EXERCISE AIM: Copy out the saved entries from the line containing "Exercise. Point to the man in black" through the end of the records, requests included, and shift each pixel coordinate by adding 149 to both of its numbers.

[Saved entries]

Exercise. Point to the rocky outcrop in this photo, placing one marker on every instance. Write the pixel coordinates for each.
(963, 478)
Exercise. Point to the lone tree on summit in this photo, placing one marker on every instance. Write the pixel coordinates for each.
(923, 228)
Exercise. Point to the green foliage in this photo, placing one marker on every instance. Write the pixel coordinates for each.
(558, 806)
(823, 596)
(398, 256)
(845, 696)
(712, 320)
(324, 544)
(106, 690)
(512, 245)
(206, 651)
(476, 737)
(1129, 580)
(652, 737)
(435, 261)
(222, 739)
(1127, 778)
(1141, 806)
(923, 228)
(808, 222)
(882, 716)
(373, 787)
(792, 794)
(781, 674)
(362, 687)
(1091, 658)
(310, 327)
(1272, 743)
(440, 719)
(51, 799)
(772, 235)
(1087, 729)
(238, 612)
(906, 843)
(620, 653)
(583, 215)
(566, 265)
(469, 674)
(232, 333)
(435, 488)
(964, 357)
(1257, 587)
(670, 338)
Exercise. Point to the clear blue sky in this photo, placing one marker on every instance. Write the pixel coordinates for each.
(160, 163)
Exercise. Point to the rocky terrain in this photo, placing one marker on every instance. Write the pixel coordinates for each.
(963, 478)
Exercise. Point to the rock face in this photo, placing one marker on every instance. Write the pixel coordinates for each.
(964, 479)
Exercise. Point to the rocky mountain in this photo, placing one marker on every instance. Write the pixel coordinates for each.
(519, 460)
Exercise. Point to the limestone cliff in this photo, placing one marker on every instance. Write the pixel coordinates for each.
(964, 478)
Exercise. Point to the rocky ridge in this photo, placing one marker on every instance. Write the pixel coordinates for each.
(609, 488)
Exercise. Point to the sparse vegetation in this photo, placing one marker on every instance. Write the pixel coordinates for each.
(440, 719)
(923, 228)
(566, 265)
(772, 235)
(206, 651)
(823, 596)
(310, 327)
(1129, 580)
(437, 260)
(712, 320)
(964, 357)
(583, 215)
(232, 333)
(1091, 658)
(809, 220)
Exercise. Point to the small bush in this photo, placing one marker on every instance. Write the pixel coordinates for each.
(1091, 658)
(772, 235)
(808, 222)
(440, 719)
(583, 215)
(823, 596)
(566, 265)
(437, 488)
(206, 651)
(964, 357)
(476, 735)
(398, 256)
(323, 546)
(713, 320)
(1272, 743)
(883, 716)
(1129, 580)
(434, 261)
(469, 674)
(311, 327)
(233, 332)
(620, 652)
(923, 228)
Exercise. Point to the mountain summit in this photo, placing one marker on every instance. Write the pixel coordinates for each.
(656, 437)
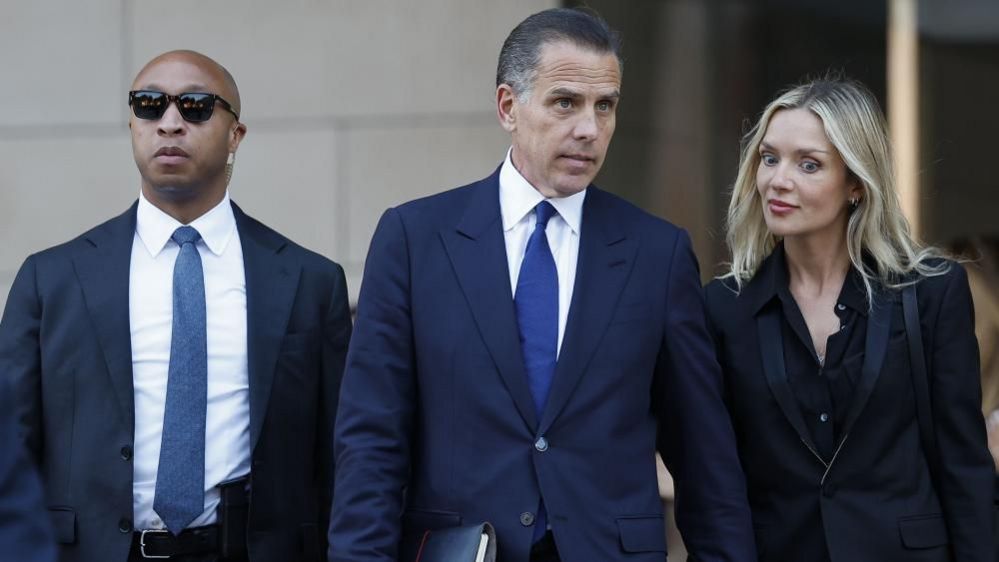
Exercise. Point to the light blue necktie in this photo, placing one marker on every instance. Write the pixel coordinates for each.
(536, 301)
(180, 479)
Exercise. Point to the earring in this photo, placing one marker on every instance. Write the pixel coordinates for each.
(228, 167)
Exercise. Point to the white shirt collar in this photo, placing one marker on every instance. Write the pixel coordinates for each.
(518, 197)
(155, 227)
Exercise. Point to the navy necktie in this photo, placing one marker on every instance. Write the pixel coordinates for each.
(180, 478)
(536, 301)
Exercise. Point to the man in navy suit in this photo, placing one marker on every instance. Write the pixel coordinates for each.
(25, 533)
(177, 367)
(525, 343)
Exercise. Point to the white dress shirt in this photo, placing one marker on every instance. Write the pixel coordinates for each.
(150, 304)
(517, 201)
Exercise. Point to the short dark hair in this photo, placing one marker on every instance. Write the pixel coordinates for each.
(521, 51)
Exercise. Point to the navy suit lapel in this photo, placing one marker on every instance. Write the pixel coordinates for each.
(605, 260)
(271, 282)
(477, 251)
(103, 272)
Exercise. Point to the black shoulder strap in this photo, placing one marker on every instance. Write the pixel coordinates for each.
(920, 380)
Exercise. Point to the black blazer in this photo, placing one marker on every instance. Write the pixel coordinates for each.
(874, 500)
(65, 342)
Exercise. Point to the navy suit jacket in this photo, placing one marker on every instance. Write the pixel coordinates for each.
(437, 426)
(66, 344)
(25, 532)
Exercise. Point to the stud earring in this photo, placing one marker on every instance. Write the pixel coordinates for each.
(228, 167)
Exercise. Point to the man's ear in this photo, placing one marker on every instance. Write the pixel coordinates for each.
(236, 136)
(506, 107)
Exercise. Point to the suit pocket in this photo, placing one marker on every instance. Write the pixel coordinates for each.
(642, 533)
(923, 531)
(64, 524)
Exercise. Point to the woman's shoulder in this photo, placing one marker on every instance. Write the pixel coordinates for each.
(722, 287)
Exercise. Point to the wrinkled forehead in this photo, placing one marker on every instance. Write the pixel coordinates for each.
(178, 73)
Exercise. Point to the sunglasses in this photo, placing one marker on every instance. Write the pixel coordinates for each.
(194, 107)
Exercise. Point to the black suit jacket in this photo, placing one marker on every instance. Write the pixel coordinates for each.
(875, 499)
(66, 344)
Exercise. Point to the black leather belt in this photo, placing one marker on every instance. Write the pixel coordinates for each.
(160, 544)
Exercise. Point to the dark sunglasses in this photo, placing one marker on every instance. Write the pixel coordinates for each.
(194, 107)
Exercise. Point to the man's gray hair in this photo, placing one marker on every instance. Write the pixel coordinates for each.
(521, 52)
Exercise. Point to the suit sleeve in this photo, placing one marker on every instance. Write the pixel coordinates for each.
(336, 335)
(25, 531)
(696, 439)
(20, 355)
(377, 403)
(968, 479)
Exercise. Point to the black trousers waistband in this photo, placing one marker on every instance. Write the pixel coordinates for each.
(197, 543)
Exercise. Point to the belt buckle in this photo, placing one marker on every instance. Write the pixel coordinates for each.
(142, 543)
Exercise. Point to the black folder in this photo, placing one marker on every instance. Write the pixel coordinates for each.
(467, 543)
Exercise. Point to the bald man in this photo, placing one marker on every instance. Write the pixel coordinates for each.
(177, 367)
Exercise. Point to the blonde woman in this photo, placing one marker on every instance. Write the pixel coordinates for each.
(809, 326)
(983, 277)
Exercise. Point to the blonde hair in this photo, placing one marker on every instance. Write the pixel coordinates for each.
(877, 228)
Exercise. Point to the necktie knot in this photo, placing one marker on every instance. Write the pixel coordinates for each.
(543, 212)
(185, 235)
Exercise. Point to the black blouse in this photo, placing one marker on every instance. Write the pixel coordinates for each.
(823, 389)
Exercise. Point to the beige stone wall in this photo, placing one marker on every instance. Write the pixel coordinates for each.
(351, 105)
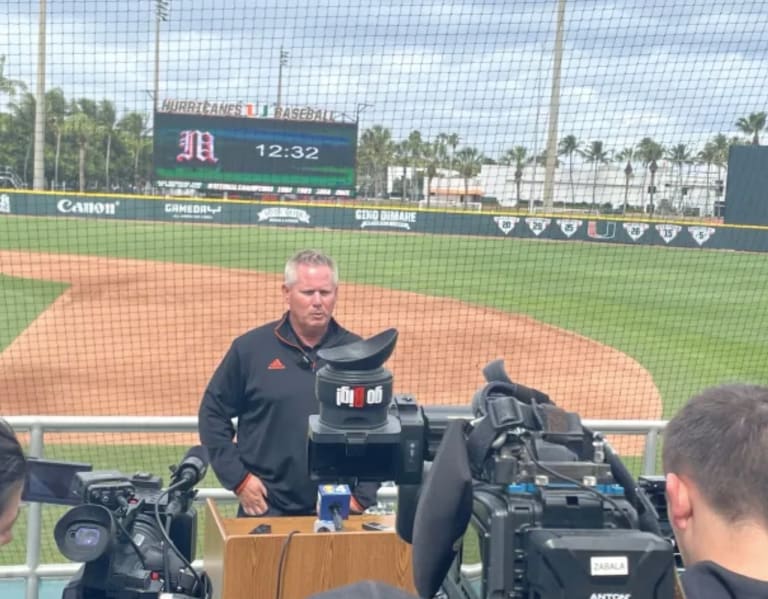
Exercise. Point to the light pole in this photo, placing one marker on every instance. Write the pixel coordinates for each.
(554, 108)
(653, 167)
(38, 177)
(360, 108)
(162, 9)
(627, 177)
(283, 61)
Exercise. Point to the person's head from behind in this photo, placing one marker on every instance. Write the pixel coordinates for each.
(716, 464)
(13, 471)
(310, 289)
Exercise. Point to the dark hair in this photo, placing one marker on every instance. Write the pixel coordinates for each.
(13, 464)
(720, 440)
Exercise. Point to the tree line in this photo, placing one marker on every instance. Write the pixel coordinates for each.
(87, 147)
(426, 160)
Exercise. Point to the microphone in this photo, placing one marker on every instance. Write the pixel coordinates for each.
(192, 468)
(332, 507)
(304, 362)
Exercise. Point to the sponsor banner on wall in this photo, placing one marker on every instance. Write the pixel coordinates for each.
(635, 230)
(192, 211)
(537, 225)
(701, 234)
(601, 229)
(668, 232)
(569, 227)
(284, 215)
(363, 219)
(506, 224)
(82, 207)
(386, 219)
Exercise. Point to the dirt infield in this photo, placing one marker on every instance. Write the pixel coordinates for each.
(142, 338)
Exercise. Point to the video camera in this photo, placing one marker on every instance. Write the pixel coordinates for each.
(137, 539)
(553, 510)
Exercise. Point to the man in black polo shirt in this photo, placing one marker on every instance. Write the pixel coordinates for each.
(267, 381)
(716, 465)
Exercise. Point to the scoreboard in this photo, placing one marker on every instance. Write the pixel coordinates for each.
(254, 155)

WRITTEN RESPONSE:
Exercise. Point to the man in black polo shirt in this photo, placing one marker on every instance. Write the pixel coordinates for each.
(416, 530)
(865, 614)
Exercise. Point to the scoreboard in this photo, placing one marker on every instance. Write the pixel coordinates for each.
(403, 304)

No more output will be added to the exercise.